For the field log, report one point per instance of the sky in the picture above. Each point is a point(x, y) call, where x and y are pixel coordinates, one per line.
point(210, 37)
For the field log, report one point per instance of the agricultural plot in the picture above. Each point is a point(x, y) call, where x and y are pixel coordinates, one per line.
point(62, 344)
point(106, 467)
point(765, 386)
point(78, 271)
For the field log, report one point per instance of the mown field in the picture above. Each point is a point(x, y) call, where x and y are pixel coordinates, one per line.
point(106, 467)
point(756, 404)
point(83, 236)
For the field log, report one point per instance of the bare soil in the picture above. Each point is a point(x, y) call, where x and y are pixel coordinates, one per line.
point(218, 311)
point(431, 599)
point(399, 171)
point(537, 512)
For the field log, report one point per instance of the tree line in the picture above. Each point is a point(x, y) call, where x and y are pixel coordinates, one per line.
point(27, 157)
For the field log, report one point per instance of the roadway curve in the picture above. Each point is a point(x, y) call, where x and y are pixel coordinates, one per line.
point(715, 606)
--
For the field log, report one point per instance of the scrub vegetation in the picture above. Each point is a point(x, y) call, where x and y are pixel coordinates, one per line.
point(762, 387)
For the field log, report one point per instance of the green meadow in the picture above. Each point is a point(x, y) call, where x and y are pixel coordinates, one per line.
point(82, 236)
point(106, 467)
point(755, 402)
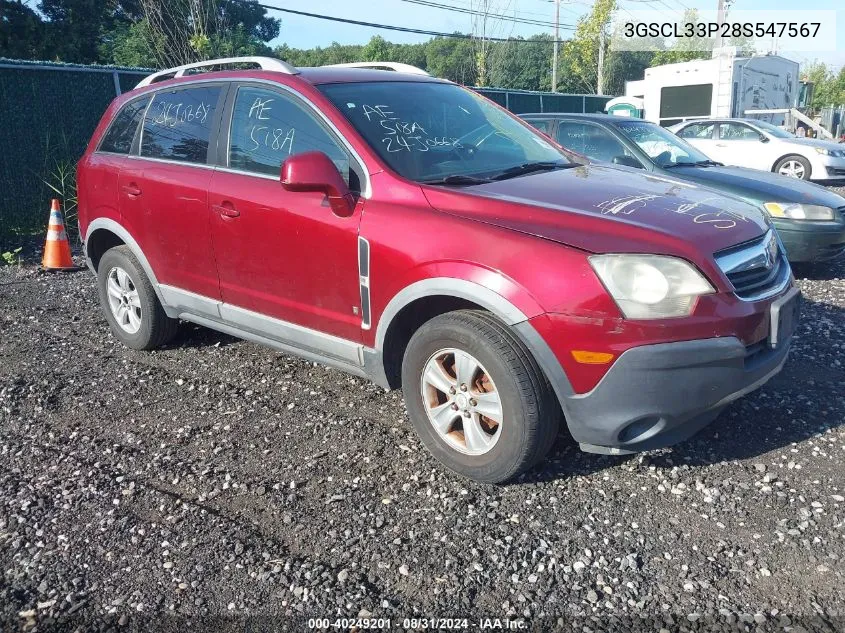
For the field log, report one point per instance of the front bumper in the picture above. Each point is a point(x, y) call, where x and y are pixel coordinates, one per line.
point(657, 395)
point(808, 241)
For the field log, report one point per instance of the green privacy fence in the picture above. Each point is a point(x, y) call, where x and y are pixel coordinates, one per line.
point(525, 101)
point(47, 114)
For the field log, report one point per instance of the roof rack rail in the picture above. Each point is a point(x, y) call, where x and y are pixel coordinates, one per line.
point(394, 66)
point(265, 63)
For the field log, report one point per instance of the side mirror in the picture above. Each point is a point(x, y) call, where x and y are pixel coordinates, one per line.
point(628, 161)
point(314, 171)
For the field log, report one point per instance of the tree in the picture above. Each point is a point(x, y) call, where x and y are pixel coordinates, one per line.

> **Task objective**
Please reproduce the stretch of the material from the line containing "the green meadow" through the line containing "point(47, 114)", keeping both of those lines and leaving out the pictures.

> **Complete answer**
For the field log, report one point per instance of the green meadow in the picture above. Each point is a point(x, y) call, where x and y are pixel coordinates, one per line.
point(82, 236)
point(106, 467)
point(755, 402)
For the field log, report one point per instance of the front bumper in the picture above. Each point is a point(x, y) call, where x and y are pixel coordinates, one per line.
point(657, 395)
point(808, 241)
For the field log, report one point per instance of the green privacy fence in the picture above. Each point is a point(x, y) call, where x and y are pixel coordinates, one per line.
point(525, 101)
point(47, 114)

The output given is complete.